_Task prompt_. Produce an exact copy of the lines from the line containing "the white wall." through the last line of the entries below, and only those lines.

* * *

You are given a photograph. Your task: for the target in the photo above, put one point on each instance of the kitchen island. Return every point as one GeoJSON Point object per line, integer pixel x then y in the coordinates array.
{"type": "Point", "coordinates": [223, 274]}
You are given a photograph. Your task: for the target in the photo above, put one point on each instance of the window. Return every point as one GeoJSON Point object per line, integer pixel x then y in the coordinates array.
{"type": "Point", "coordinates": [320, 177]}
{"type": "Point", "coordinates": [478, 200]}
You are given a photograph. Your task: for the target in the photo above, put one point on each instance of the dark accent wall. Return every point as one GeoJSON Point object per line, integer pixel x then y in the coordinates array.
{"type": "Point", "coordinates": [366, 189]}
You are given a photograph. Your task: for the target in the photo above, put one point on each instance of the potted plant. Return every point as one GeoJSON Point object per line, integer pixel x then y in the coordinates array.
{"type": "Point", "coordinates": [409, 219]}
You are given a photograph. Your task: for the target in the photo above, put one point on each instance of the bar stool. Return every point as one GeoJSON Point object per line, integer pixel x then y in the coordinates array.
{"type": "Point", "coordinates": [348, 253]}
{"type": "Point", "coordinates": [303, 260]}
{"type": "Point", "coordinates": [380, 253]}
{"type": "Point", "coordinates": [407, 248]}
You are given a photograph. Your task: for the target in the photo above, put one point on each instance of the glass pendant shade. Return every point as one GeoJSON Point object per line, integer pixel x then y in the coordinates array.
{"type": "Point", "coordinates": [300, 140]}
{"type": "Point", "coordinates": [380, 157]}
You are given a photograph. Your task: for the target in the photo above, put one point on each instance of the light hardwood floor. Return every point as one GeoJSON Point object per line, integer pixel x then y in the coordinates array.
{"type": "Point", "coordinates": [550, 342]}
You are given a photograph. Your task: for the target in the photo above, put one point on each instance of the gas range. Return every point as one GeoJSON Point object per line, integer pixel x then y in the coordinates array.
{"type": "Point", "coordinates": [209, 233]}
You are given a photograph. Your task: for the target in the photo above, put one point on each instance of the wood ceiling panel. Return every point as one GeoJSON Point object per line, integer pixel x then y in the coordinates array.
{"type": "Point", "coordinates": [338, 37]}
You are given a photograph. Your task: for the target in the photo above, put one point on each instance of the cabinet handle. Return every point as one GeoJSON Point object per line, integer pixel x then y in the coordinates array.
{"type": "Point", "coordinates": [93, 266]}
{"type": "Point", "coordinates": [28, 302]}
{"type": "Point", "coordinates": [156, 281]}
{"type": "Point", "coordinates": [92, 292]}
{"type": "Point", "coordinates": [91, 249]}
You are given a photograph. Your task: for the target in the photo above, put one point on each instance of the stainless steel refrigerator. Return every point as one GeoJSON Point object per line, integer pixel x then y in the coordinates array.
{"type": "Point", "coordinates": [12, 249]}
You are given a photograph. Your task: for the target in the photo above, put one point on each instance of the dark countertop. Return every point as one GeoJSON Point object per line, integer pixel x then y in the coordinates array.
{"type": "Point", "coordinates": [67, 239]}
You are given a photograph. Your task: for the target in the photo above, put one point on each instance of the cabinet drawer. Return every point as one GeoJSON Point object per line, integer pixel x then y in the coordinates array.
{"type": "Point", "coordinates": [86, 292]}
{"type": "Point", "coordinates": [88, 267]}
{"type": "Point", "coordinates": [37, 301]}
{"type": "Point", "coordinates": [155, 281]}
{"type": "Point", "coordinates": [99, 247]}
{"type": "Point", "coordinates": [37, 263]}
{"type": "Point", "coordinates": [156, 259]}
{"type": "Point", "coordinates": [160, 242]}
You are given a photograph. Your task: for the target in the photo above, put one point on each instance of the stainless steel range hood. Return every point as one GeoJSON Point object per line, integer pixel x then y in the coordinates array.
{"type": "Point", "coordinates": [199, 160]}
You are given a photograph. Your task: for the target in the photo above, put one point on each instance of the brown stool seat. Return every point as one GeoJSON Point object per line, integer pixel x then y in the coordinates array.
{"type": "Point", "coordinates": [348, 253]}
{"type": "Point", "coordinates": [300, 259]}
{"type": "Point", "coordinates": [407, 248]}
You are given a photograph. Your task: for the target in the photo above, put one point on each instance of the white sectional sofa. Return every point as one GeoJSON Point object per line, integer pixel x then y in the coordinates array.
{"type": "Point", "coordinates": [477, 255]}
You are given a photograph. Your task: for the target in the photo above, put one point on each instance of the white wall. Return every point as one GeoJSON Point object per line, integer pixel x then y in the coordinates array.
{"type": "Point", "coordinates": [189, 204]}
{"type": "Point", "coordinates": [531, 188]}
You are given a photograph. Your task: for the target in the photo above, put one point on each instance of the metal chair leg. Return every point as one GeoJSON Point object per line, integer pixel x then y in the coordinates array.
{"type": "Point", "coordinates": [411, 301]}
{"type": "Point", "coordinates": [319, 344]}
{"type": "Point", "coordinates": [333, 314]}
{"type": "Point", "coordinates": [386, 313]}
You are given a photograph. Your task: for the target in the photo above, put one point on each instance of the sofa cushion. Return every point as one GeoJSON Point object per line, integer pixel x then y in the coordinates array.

* * *

_Solution for this task_.
You are given a photograph. Your task: for the target in the photo above, put one point on each instance of the white wall. Return every point as one GeoJSON Point object per line, integer pixel x then y in the coordinates array.
{"type": "Point", "coordinates": [189, 204]}
{"type": "Point", "coordinates": [531, 188]}
You are given a photograph. Your task: for the target in the photo above, put one point on each instance of the metal chair leg. Return every point as one GeoJSON Point object per line, integer pixel x then y in the coordinates array.
{"type": "Point", "coordinates": [411, 301]}
{"type": "Point", "coordinates": [319, 344]}
{"type": "Point", "coordinates": [333, 314]}
{"type": "Point", "coordinates": [386, 313]}
You are given a photograph. Your task: for the target in the photo above, put one point on each instance of the sofa cushion. Return every point as one GeoJSON Point object per line, integer pixel x then y in the coordinates array.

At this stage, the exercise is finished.